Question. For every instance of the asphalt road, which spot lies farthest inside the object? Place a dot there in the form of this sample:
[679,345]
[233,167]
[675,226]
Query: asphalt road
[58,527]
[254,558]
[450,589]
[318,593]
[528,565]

________________

* _WORK INSTRUCTIONS_
Write every record out again, letter for letter.

* _TASK ANSWER_
Question. For every instance of the asphalt road, which spot lies farthest inside the object? Place a dot there in the form of this sample:
[679,345]
[233,167]
[675,226]
Query: asphalt road
[58,527]
[254,558]
[450,589]
[318,593]
[528,565]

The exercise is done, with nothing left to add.